Data section:

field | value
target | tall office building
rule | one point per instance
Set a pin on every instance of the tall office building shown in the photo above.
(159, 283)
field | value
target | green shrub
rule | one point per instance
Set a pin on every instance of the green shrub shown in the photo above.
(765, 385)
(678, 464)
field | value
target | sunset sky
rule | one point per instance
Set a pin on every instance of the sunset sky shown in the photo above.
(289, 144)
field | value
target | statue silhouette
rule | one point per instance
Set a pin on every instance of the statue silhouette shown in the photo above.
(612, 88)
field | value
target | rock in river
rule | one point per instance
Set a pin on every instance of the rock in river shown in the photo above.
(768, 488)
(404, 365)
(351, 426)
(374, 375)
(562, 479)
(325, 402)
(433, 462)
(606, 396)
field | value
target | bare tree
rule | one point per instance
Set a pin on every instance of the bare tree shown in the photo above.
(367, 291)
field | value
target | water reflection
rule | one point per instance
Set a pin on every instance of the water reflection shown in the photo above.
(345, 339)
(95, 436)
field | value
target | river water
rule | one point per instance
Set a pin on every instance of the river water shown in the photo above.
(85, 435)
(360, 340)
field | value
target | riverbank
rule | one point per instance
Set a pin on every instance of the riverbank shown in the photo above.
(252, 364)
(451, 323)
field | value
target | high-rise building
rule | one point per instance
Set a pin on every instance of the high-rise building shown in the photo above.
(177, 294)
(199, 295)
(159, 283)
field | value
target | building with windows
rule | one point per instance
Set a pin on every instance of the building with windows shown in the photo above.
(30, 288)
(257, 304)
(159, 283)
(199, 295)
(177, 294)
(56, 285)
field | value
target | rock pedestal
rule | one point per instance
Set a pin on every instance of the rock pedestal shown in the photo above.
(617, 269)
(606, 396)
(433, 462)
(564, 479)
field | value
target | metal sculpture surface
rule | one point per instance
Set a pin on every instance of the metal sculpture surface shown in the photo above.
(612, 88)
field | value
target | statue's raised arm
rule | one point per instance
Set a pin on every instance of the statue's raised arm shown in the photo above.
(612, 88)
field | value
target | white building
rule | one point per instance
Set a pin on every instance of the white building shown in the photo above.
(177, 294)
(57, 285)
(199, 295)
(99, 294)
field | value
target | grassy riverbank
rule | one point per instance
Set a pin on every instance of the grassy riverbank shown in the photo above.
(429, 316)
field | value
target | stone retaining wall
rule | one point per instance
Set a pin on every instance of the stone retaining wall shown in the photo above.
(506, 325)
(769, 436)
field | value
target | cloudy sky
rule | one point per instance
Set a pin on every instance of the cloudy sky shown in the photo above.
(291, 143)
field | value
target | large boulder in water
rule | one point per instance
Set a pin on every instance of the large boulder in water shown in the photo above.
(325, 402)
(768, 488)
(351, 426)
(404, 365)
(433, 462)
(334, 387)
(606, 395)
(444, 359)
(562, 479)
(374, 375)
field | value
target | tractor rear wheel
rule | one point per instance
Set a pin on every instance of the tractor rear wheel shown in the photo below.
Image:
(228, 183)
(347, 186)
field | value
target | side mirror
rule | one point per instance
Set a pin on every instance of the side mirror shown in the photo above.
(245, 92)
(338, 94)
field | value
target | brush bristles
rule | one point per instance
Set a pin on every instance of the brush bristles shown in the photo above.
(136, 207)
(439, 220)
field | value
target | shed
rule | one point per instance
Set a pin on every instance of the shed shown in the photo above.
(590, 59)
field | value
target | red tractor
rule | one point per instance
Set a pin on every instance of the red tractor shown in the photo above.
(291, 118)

Assignment: When a line in the material above holds the word "wheel", count it; report only the total.

Response to this task: 2